Generative AI models are increasingly embedded in professional CAD workflows — planning, reasoning, executing geometry on behalf of the designer. Yet across the current landscape of tools, a consistent failure persists: agents that can talk about structure without understanding it. They place geometry without reasoning about load. They produce outputs that look right but could not stand. The designer is left to compensate — injecting the physical intuition the system lacks, correcting hallucinated cantilevers, manually repairing geometry that passed no physical check before it was delivered. The pipeline is fast. The reasoning is absent.
This is not an edge case. It is the default condition of generative CAD today.
Brick by Brick was built to close that gap from the inside.
The central hypothesis driving this work is precise: anchoring a generative agent in real-world physical logic teaches it to produce feasible geometries with fewer hallucinations — and simultaneously makes its reasoning legible enough to support designer reflection rather than displace it. These two outcomes are not separate. A model that can justify why it places a brick where it does produces outputs a designer can interrogate, challenge, and redirect. Transparency and structural integrity are the same problem approached from two directions.
To test this, the project deliberately constrains the agent's action space to a single operation: placing bricks of varying dimensions in three-dimensional space. This is not a limitation — it is a precision instrument. By narrowing the output space to one action, the model can devote its full token budget to reasoning about that action: the center of mass shift it causes, the support it draws from the layer below, the cascade risk it introduces to everything built above. The structure that emerges is not a demonstration of what the agent can draw. It is a record of what it understands about physical reality.

====

- Set problem A:
From the listing below, list every line that contains the string "grey".

- Image point annotation entries:
====

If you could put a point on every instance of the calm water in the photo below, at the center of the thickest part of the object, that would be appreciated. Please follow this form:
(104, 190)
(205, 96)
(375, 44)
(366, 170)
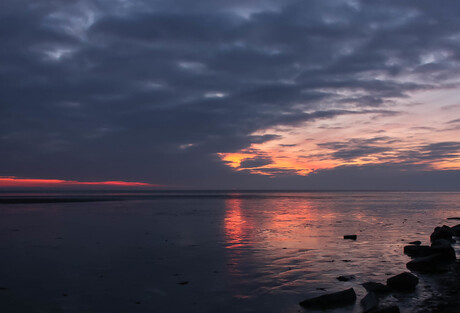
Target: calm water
(238, 252)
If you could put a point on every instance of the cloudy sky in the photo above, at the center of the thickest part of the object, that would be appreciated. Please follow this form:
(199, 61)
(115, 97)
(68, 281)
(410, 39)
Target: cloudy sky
(231, 94)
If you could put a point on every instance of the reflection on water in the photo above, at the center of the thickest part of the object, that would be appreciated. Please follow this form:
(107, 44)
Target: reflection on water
(261, 252)
(291, 246)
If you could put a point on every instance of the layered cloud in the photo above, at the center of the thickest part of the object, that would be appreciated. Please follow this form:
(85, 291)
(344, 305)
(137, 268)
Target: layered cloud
(195, 93)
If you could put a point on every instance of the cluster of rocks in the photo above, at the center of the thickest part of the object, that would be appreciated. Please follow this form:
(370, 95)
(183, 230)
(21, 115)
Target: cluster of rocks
(438, 257)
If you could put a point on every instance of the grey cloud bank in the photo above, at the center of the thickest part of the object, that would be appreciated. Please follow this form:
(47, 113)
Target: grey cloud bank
(153, 90)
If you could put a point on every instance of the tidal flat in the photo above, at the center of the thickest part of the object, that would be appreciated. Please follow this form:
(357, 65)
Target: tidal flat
(215, 251)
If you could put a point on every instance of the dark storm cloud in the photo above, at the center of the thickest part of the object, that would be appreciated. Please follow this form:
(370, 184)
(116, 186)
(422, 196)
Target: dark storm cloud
(356, 148)
(255, 162)
(151, 90)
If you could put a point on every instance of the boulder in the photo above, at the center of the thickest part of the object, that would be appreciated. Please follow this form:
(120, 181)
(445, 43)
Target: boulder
(416, 250)
(403, 282)
(428, 264)
(389, 309)
(346, 277)
(443, 248)
(331, 300)
(376, 287)
(369, 302)
(456, 230)
(443, 232)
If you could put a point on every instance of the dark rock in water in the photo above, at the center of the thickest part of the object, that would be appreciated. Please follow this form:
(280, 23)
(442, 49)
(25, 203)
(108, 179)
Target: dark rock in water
(456, 230)
(331, 300)
(428, 264)
(443, 232)
(376, 287)
(389, 309)
(444, 249)
(403, 282)
(415, 251)
(369, 302)
(346, 277)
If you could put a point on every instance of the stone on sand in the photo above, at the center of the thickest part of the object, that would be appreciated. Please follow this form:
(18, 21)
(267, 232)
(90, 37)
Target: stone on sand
(331, 300)
(403, 282)
(376, 287)
(369, 302)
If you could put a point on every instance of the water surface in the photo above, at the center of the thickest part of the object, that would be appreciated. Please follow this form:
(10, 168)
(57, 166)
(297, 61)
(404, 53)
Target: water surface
(209, 252)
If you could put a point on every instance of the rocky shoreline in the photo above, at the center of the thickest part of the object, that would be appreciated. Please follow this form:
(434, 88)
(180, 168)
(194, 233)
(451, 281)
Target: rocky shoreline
(438, 260)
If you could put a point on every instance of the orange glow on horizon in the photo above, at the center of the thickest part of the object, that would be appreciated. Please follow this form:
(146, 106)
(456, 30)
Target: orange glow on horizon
(12, 181)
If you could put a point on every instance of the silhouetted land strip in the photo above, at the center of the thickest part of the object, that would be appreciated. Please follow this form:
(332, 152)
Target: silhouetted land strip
(51, 200)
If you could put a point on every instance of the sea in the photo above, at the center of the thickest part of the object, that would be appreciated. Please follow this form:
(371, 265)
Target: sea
(209, 251)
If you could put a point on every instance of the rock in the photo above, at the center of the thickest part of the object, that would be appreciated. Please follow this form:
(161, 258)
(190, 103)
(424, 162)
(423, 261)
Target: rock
(389, 309)
(369, 302)
(346, 277)
(428, 264)
(376, 287)
(443, 232)
(444, 249)
(403, 282)
(331, 300)
(416, 251)
(456, 230)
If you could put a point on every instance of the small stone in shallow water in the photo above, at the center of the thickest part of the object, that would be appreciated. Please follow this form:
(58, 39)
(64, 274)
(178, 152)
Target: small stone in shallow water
(369, 302)
(389, 309)
(331, 300)
(444, 232)
(376, 287)
(346, 277)
(403, 282)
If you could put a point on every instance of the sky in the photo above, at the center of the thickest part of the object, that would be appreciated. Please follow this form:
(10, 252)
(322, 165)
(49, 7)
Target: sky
(214, 94)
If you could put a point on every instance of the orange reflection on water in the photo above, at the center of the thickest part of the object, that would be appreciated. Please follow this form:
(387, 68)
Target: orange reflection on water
(234, 223)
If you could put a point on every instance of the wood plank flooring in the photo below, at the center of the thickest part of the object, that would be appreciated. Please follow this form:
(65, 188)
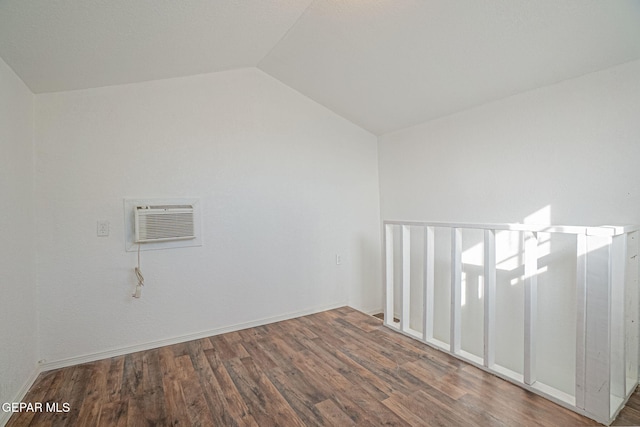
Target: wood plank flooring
(336, 368)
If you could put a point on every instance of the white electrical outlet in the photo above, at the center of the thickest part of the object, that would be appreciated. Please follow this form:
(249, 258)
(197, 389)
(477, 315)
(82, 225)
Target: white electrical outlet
(103, 228)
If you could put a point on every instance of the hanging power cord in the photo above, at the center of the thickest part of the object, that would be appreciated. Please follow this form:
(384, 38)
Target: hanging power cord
(139, 276)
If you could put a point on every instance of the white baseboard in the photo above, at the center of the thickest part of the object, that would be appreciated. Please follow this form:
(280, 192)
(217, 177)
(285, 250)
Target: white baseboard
(4, 416)
(370, 312)
(76, 360)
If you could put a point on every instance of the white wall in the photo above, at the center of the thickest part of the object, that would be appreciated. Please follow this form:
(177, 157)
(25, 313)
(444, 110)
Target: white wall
(566, 154)
(573, 146)
(285, 184)
(17, 278)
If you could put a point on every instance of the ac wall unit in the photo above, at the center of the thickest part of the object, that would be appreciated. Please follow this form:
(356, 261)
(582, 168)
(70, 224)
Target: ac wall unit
(163, 223)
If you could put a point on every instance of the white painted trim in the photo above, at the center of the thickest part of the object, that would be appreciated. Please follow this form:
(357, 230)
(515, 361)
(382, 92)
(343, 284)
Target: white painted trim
(21, 393)
(92, 357)
(605, 230)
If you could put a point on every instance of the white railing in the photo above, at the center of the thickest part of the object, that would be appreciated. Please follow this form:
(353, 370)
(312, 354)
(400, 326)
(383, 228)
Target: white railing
(603, 317)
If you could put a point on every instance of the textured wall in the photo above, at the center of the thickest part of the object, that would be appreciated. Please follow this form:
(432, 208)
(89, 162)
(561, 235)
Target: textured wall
(17, 258)
(284, 183)
(563, 154)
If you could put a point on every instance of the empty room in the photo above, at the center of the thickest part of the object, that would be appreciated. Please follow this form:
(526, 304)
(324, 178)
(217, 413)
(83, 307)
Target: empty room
(319, 212)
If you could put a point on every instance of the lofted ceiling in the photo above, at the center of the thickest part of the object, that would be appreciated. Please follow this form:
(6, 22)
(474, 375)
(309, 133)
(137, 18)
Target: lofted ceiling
(383, 64)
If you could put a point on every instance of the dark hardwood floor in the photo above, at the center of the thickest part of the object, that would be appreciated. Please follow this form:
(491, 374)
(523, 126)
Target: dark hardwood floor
(338, 368)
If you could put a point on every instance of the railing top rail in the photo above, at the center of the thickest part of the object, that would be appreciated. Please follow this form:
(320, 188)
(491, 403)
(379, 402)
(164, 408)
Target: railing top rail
(604, 230)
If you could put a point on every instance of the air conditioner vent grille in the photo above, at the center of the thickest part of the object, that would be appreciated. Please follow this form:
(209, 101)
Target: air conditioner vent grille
(163, 223)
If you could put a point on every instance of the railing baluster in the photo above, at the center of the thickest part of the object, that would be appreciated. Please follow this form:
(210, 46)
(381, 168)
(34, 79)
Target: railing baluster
(530, 305)
(489, 297)
(456, 289)
(405, 293)
(581, 319)
(429, 279)
(606, 307)
(388, 244)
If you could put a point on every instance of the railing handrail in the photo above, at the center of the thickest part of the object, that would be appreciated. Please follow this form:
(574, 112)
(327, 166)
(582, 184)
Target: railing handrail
(603, 230)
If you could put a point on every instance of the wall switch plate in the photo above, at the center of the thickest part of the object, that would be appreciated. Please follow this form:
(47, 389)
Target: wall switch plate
(103, 228)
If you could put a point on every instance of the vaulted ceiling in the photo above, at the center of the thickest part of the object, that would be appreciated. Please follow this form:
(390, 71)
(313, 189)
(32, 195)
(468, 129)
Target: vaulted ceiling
(383, 64)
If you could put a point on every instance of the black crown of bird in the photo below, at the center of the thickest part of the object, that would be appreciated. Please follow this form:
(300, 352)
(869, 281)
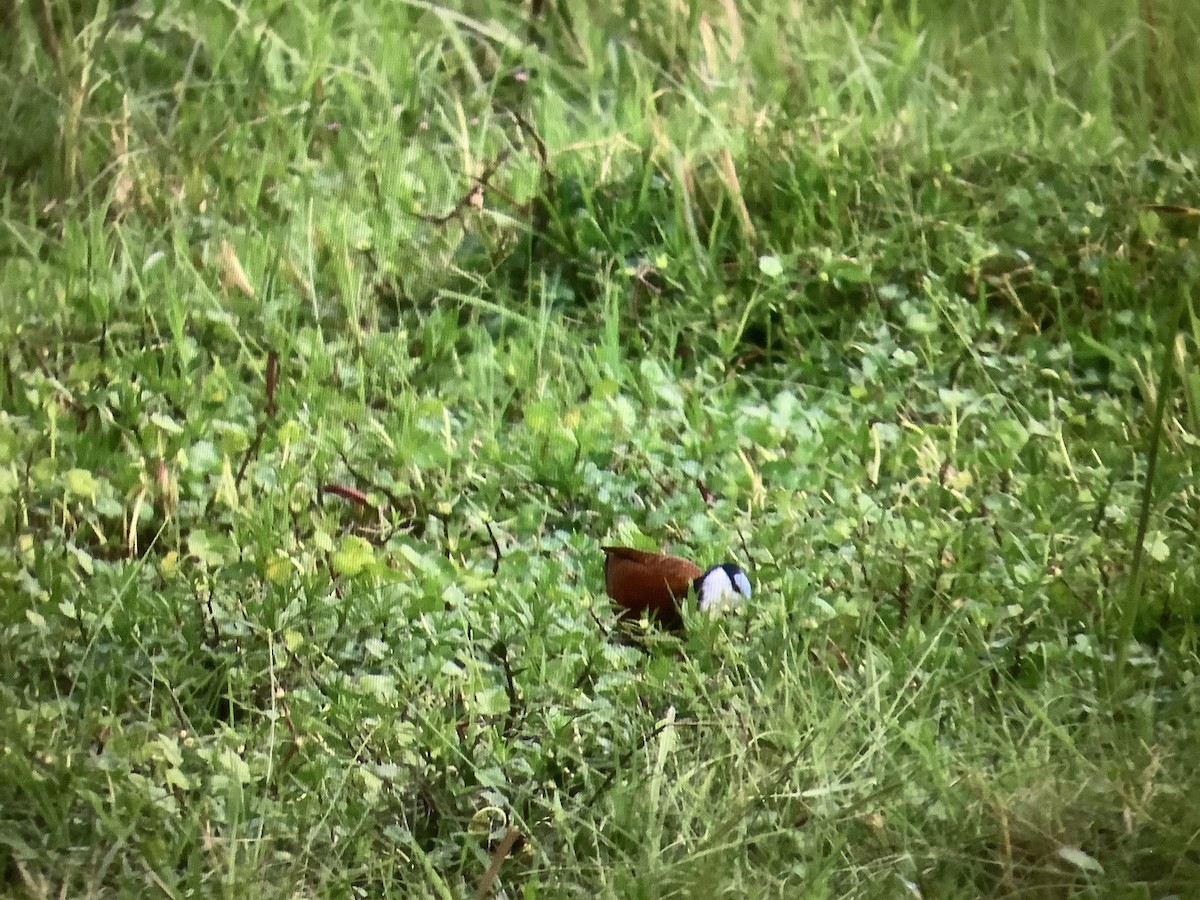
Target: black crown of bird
(658, 585)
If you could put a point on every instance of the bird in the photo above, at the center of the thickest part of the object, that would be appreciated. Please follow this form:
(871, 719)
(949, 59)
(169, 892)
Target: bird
(658, 583)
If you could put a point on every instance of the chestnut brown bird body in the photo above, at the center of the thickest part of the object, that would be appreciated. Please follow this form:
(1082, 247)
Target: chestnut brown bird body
(658, 583)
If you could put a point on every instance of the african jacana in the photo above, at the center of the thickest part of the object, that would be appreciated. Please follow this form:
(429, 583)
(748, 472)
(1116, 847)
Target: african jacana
(658, 583)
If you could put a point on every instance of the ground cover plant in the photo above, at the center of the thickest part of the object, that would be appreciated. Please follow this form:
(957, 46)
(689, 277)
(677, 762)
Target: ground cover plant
(337, 337)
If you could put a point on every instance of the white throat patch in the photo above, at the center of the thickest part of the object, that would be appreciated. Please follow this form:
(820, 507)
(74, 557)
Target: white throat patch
(719, 592)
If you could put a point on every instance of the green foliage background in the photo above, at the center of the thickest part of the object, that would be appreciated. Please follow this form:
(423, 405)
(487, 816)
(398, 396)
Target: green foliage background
(337, 337)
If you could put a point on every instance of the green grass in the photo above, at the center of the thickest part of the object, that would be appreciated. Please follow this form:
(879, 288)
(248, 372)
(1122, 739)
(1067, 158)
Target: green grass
(891, 303)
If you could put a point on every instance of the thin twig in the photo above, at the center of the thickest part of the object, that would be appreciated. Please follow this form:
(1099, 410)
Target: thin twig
(502, 852)
(496, 546)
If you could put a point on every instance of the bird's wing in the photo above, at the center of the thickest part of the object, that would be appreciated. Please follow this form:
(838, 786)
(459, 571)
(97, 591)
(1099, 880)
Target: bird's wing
(640, 581)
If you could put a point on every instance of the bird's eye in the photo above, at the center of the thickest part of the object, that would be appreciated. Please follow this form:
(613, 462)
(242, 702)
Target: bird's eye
(742, 583)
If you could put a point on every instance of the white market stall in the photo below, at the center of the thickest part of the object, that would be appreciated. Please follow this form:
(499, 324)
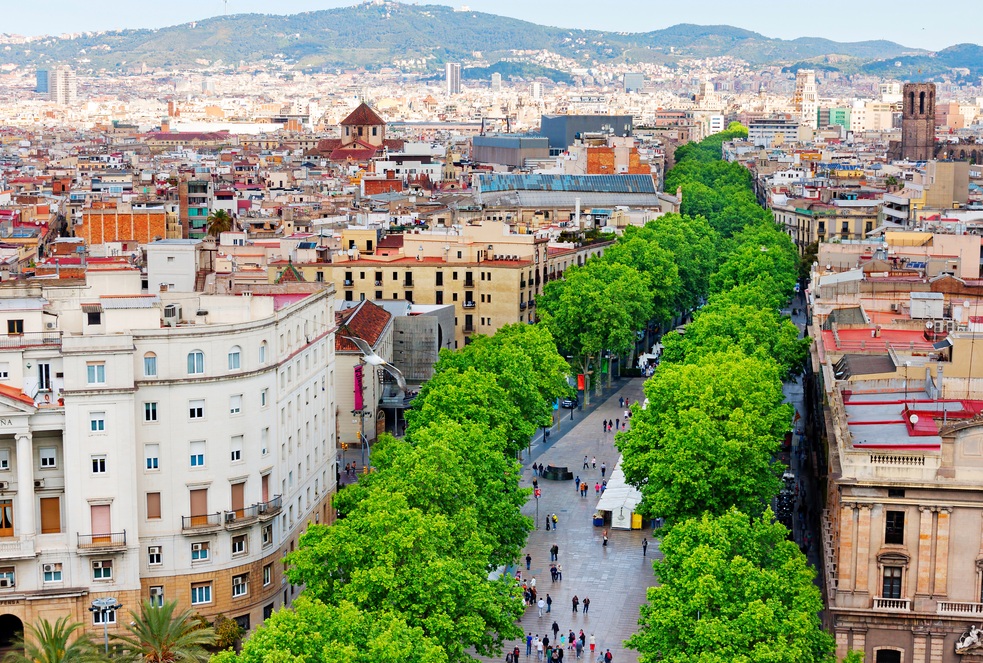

====

- Set problem B:
According to the Brick by Brick description, why does the project restrict the agent to the single action of placing bricks? Answer in one to three sentences.

- Task answer A:
If you could put a point on every instance of the grey cloud bank in the photo above, at the center of the thickest part of the object, that would be appreciated. Please follow this form:
Target: grey cloud bank

- Task answer B:
Narrowing the output space to one action lets the model spend its full token budget reasoning about that action. That reasoning covers the shift in center of mass the action causes, the support it draws from the layer below, and the cascade risk it introduces to everything built above.